→ What the exercise asks
From the material below, select every line that contains the word "positive" and copy those lines. Case counts.

Stored data:
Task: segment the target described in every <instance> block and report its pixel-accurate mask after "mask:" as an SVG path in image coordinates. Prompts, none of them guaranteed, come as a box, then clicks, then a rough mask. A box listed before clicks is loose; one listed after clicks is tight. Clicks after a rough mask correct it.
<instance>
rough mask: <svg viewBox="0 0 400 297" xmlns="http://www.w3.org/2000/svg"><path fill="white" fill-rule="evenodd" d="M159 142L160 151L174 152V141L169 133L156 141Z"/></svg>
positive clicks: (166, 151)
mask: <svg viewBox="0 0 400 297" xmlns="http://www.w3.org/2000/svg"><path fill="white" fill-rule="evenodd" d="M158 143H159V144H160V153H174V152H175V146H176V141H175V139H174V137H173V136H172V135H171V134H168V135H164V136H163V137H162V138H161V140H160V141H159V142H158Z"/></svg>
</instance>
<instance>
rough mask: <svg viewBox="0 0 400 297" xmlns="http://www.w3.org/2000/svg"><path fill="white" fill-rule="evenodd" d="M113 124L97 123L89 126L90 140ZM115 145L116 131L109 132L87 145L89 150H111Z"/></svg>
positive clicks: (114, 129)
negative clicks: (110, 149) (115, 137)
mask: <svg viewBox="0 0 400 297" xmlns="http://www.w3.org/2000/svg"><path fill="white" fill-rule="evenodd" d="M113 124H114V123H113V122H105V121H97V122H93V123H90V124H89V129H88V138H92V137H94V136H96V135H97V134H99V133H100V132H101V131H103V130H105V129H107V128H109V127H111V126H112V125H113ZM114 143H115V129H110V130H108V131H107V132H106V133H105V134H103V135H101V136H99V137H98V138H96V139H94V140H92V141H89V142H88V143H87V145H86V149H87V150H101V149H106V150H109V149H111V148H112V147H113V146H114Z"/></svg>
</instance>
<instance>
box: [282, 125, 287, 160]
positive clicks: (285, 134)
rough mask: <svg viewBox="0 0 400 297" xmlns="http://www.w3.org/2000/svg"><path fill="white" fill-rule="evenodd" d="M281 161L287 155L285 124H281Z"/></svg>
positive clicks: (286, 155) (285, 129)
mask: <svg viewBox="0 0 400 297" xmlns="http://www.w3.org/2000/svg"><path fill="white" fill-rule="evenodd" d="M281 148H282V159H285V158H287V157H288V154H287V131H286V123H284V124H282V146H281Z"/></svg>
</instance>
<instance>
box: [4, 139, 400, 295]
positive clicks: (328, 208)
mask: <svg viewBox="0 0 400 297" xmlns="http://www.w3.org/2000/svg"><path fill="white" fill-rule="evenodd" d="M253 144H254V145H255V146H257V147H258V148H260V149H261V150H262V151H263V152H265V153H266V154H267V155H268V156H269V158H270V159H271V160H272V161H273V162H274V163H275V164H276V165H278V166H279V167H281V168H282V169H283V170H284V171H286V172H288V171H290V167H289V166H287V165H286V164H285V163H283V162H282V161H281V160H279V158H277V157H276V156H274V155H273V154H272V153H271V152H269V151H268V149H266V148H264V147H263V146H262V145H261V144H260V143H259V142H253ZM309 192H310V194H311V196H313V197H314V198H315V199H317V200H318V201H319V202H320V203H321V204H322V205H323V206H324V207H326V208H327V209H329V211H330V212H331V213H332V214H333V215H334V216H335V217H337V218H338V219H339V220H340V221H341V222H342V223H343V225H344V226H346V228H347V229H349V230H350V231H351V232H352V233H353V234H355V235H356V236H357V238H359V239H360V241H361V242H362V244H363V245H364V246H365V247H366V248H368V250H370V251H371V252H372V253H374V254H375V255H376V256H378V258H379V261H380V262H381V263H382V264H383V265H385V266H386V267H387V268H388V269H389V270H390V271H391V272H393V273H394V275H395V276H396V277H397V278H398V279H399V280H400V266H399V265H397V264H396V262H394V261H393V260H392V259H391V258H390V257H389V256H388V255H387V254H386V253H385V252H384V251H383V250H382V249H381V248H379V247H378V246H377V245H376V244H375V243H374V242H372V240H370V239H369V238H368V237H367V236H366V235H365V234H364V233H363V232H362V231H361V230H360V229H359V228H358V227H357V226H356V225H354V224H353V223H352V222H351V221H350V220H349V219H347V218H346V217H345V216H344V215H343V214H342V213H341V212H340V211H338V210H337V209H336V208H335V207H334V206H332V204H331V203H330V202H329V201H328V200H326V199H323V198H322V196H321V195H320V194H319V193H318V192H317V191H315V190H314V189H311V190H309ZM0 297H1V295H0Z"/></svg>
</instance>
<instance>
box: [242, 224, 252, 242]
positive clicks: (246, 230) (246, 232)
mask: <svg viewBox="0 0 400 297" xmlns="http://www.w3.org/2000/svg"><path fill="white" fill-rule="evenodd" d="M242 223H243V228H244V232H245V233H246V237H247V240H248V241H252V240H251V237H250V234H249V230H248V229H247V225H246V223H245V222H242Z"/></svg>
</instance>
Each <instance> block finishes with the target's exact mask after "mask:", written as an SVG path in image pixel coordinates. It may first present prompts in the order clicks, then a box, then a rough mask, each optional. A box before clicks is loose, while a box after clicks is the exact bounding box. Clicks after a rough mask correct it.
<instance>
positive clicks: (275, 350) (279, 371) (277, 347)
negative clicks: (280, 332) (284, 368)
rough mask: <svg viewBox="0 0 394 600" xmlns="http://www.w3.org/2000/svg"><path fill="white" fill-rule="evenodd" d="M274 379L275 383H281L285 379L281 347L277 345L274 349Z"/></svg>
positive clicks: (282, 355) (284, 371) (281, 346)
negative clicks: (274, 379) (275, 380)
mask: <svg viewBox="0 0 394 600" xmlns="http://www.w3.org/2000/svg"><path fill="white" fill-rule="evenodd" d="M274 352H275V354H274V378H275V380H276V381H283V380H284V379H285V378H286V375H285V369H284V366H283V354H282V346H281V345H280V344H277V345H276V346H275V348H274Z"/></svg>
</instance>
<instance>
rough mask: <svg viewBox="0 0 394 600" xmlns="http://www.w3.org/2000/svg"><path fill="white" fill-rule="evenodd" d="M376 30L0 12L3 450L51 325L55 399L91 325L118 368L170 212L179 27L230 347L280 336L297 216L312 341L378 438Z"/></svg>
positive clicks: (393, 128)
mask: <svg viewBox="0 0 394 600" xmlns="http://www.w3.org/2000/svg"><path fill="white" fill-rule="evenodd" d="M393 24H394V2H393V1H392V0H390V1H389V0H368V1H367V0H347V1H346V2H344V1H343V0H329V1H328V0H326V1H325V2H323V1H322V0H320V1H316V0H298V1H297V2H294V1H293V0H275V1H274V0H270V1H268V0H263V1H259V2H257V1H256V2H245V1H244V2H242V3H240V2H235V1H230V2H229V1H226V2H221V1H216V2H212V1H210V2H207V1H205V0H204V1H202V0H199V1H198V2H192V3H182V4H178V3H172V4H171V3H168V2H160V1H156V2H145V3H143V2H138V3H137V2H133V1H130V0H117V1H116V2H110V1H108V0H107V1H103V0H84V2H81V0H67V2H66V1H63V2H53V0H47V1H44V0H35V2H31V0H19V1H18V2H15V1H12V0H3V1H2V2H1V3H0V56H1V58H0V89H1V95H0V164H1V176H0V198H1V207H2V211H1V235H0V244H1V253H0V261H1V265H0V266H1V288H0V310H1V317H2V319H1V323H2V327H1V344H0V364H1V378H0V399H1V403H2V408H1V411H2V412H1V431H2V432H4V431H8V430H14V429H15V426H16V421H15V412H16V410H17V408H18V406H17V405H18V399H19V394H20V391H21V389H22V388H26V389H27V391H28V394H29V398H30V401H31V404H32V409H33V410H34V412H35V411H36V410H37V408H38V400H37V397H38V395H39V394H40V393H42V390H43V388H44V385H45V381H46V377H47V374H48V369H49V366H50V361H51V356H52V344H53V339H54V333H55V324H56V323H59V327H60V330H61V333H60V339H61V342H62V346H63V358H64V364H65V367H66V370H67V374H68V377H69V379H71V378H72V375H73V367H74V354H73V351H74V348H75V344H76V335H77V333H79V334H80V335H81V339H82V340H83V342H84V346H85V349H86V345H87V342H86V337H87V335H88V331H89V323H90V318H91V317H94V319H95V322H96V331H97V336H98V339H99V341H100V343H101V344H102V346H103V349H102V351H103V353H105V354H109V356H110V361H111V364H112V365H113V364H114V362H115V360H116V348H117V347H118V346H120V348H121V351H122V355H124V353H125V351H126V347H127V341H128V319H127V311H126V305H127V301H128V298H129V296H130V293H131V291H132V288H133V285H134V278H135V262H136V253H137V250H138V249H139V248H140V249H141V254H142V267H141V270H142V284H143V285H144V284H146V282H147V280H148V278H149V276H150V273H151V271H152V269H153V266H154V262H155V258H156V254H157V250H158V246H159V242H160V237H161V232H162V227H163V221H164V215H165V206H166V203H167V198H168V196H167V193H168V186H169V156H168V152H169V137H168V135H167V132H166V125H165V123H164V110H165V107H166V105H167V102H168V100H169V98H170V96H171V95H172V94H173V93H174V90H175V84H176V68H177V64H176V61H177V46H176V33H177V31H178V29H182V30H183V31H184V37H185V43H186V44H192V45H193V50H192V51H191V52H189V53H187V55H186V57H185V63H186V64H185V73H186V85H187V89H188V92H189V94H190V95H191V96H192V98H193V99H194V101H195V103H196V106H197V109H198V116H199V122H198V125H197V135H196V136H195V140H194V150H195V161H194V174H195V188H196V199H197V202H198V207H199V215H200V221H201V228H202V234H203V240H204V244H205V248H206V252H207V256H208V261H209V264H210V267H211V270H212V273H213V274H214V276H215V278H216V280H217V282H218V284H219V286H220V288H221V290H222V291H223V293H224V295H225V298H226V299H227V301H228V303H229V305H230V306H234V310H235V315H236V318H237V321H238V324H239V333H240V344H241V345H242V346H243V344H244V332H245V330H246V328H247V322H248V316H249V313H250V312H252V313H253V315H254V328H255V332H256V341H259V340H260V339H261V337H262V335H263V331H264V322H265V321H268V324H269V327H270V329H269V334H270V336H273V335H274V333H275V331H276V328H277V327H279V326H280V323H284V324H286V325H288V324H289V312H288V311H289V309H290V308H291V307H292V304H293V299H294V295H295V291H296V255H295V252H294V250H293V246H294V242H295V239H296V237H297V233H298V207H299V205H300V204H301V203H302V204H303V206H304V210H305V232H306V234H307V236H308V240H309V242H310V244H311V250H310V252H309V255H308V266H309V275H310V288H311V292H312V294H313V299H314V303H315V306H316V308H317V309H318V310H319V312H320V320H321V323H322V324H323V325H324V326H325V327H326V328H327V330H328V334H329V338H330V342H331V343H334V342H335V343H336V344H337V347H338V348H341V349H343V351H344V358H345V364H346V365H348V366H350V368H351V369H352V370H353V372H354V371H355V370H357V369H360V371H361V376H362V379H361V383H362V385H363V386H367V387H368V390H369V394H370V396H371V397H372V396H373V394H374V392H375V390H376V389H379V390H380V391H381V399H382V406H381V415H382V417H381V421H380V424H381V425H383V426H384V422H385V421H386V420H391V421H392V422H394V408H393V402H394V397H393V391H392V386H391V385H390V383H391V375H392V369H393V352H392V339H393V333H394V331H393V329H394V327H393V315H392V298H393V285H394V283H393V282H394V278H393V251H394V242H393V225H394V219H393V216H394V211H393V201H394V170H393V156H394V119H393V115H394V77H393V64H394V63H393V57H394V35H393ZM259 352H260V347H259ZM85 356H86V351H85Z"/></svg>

→ Result of this exercise
positive clicks: (166, 151)
positive clicks: (114, 129)
positive clicks: (285, 134)
positive clicks: (286, 155) (285, 129)
positive clicks: (328, 208)
positive clicks: (246, 230) (246, 232)
positive clicks: (275, 350) (279, 371) (277, 347)
positive clicks: (282, 355) (284, 371) (281, 346)
positive clicks: (393, 128)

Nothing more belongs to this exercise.